St Wilfrid's, Alford is the Church of England parish church in Alford, Lincolnshire, England. It is a Grade I listed building.

Background

The church is named after St Wilfrid and is the second church to be built on the site, the earlier being constructed of wood. The church was thought to have been built in 1350; but in the early 21st century, one corner of the building was found to date back to 1289. The tower was rebuilt between 1525 and 1535, and Sir Gilbert Scott led an extensive restoration of the building in 1867.

Included within the church are a 14th-century rood screen dividing the chancel from the nave, a Jacobean pulpit, traces of 16th-century glass within the stained glass windows, and a 17th-century tomb within the chancel.

Bells

St Wilfrid's has a peal of six bells, originally cast and hung for full circle bellringing by John Taylors & Co of Loughborough in 1934.

The first peal of 5,040 changes was rung in June 1935; since then there have been a further 38 peals. Bell ringers are drawn from a wide age range and work under the tutelage of a teacher. Since 1991 there have been 16 peals rung on the bells.

Bell ringing achievements
In 2008 six St Wilfrid's bell ringers entered the local striking competition and were placed second, allowing them to enter the lower level of the county competition in which they were runners-up. In 2009 the St Wilfrid's team competed and won the local striking competition held at SS Mary & Nicholas, Wrangle; they entered the higher level of the county competitions in September 2009. On 4 June 2011 the St Wilfrid's team competed and won the local six bell striking competition at Friskney. They entered the higher level of the county competitions in September 2011.

__Data provided__
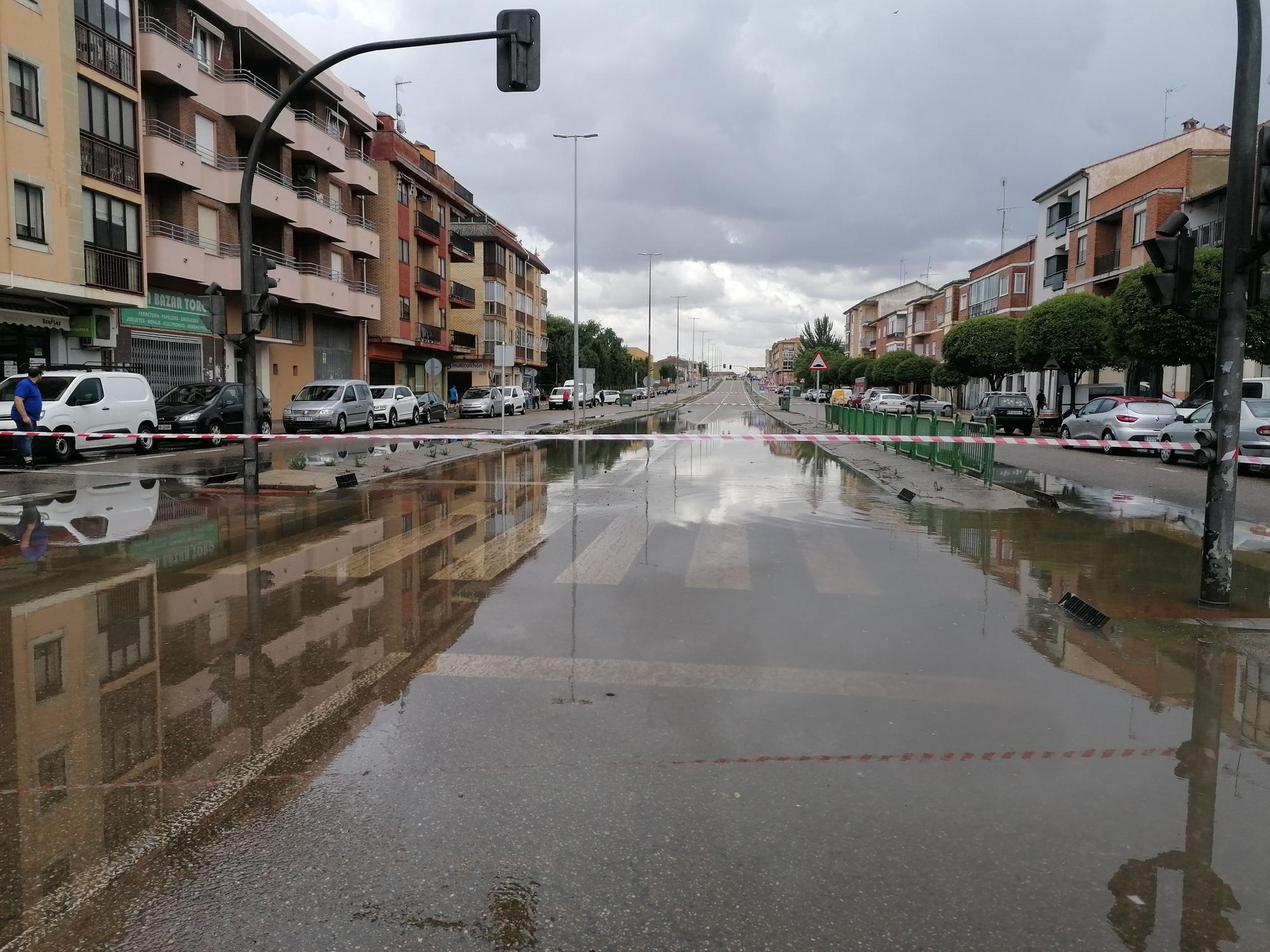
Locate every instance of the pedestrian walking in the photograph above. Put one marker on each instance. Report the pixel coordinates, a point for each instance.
(27, 406)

__Required task__
Using the text on St Wilfrid's, Alford, answer the following:
1. To what year was one corner of the building found to date back?
2. Which firm originally cast and hung the six bells, and in what year?
3. Where was the local striking competition that the St Wilfrid's team won in 2009 held?

__Response to the task__
1. 1289
2. John Taylors & Co of Loughborough, in 1934
3. SS Mary & Nicholas, Wrangle